+++ Texto para ler

1. O ANTROPÓLOGO NA PESCA, O PESCADOR NA ANTROPOLOGIA
A antropologia é uma disciplina de circunstâncias. Ela segue seu fluxo em um movimento espiralado emaranhando percepções e formas diversas de lidar com a vida e os paradigmas humanos. A própria história da antropologia não é coesa nem articulada da mesma maneira por pesquisadores distintos, não só as respostas são diversas como as questões relevantes de investigação também são essencialmente diferenciadas e variam sem necessariamente estabelecer uma comunicação entre vertentes de pensamento. É através da pesquisa de campo que teoria e dados se entrelaçam, e neste movimento, o encontro com a alteridade, as formas de engajamento e o caráter situado do conhecimento antropológico caracterizam a constante reinvenção que marca a disciplina.
Essa característica peculiar da antropologia traz preocupações e algumas inquietações aos pesquisadores. A responsabilidade de construir um discurso sobre o outro requer uma relação ética e engajada com seus interlocutores e uma responsabilidade acadêmica descritiva e documental. Na etnografia, tal responsabilidade impõe suas próprias finalidades a uma trajetória de aprendizado, o que, na maioria das vezes, transforma-se em um exercício de coleta de dados destinado a produzir resultados
, normalmente na forma de artigos e monografias. Nesse exercício nos deparamos com uma infinidade de interpretações para um mesmo termo ou categoria, e um leque de possibilidades de estilos narrativos.

++++++
+++ Dados

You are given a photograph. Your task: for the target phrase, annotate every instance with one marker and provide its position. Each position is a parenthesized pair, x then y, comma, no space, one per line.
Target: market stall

++++++

## Tarefa 1
No texto sobre antropologia, por meio de que a teoria e os dados se entrelaçam?
## Tarefa 2
Copie do texto sobre antropologia o trecho de "1. O ANTROPÓLOGO" a "marca a disciplina.".
## Tarefa 3
Continue o texto sobre antropologia depois da última frase.

## Resposta final 1
Por meio da pesquisa de campo.

## Resposta final 2
1. O ANTROPÓLOGO NA PESCA, O PESCADOR NA ANTROPOLOGIA
A antropologia é uma disciplina de circunstâncias. Ela segue seu fluxo em um movimento espiralado emaranhando percepções e formas diversas de lidar com a vida e os paradigmas humanos. A própria história da antropologia não é coesa nem articulada da mesma maneira por pesquisadores distintos, não só as respostas são diversas como as questões relevantes de investigação também são essencialmente diferenciadas e variam sem necessariamente estabelecer uma comunicação entre vertentes de pensamento. É através da pesquisa de campo que teoria e dados se entrelaçam, e neste movimento, o encontro com a alteridade, as formas de engajamento e o caráter situado do conhecimento antropológico caracterizam a constante reinvenção que marca a disciplina.

## Resposta final 3
Por outro lado, quando mergulhamos de cabeça no nosso ofício, as possibilidades de trabalho vão se descortinando e nota-se a importância desse constante repensar-se. Sendo a antropologia uma área do conhecimento científico em constante estado de emergência, os velhos problemas reaparecem sempre de forma renovada, as teorias e vertentes nunca são totalmente superadas, mas incorporadas a novas metodologias, olhares e contextos (PEIRANO, 2013). Nesse movimento emergem epistemologias, às quais, cada vez mais, nos levam a fazer uma recomposição constante de nós mesmos e do mundo que nos cerca. Dessa forma o mundo ganha vida, e a vida ganha um mundo percebido a partir de um olhar que escuta e interage, desenvolvendo habilidades e exercitando teorias que reinventam-se permitindo-nos tornar fronteiras antes impenetráveis difusas, e romper com dicotomias como observação/participação, natureza/cultura, corpo/mente, teoria/dados etc.
Em relação à observação participante, devo me ater em uma questão fundamentada numa certa compreensão profundamente ancorada nos protocolos da ciência. Nesses protocolos acredita-se que a existência humana se encontra dividida entre o estar no mundo e conhecer o mundo, sendo assim, a suposta contradição entre observação e participação não passa de uma consequência dessa divisão. Perguntam-se sobre a possibilidade de observar e participar simultaneamente, se é possível disputar um jogo e estar na plateia, ou nadar em um rio e permanecer nas margens, mas a antropologia, mais do que qualquer outra ciência humana, tem os meios para mostrar como o conhecimento emerge através do aprendizado e não de uma proposição sobre o mundo. Observar não é objetificar, é estar com as pessoas e as coisas aprendendo com elas e acompanhando-as em princípios e práticas. Com efeito, não pode haver observação sem participação, ou seja, sem uma composição íntima, na percepção como na ação, entre observador e observado (INGOLD, 2000).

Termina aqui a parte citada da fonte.